#### BRIEF:
What lines in the entries hold the string "shirt"? List them.

(Dataset entries)
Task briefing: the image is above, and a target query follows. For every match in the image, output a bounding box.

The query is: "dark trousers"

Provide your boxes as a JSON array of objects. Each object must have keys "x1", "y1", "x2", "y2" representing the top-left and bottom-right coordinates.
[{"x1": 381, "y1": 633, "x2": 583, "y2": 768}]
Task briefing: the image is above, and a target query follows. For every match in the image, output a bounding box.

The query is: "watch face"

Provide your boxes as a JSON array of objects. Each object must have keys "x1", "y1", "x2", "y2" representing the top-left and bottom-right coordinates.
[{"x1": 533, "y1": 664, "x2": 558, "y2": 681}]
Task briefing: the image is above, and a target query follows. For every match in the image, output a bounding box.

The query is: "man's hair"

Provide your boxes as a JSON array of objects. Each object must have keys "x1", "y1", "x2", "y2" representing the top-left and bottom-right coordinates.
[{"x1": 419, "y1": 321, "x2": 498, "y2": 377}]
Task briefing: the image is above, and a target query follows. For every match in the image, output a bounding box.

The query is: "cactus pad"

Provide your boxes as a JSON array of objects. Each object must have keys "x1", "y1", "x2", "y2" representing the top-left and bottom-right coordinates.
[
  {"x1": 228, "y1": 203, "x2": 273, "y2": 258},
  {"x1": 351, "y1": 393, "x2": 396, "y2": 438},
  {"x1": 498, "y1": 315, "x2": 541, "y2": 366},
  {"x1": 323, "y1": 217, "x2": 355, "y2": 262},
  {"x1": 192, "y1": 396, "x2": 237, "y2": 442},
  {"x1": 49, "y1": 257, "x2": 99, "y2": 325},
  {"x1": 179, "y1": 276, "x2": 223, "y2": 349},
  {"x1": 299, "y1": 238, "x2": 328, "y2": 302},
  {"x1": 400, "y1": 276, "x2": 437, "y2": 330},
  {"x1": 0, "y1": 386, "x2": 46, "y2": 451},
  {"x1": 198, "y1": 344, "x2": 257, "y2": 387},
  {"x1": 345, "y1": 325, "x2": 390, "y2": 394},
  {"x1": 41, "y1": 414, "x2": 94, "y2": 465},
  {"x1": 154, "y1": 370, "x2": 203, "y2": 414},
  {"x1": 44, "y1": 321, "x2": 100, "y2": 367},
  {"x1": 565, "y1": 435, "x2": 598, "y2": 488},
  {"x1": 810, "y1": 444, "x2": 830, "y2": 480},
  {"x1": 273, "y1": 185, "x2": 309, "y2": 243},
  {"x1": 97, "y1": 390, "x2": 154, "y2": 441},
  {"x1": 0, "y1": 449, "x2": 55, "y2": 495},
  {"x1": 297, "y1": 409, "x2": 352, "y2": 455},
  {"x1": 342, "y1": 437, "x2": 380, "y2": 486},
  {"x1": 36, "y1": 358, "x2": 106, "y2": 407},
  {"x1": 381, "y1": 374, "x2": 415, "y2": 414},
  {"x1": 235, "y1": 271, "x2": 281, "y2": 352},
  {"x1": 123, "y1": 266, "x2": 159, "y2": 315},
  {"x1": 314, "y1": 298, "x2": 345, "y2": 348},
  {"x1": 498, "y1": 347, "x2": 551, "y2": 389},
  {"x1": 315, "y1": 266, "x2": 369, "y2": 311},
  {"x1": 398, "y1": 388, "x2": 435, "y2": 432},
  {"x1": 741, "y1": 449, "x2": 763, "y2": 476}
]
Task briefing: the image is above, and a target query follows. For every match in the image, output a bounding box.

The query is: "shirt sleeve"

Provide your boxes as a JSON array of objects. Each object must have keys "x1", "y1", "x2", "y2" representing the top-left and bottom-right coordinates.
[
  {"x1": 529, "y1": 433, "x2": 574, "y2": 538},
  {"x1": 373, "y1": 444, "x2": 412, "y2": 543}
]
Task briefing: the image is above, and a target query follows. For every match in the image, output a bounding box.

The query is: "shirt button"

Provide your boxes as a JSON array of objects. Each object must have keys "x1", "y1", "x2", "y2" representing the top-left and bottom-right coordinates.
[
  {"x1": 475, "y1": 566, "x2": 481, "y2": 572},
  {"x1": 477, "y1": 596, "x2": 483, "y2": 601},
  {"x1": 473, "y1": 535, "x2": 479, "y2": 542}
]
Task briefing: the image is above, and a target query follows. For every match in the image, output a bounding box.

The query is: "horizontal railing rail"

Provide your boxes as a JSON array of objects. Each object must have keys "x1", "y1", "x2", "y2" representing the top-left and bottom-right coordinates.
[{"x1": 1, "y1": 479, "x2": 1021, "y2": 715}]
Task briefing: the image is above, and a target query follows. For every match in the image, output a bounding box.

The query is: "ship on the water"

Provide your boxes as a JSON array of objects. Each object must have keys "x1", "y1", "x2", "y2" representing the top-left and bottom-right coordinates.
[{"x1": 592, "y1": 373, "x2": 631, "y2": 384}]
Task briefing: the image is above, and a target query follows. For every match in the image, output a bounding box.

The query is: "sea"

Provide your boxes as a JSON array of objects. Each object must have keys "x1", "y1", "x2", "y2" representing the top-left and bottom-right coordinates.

#### TASK ANSWER:
The query is: "shirt sleeve"
The query is: "shirt button"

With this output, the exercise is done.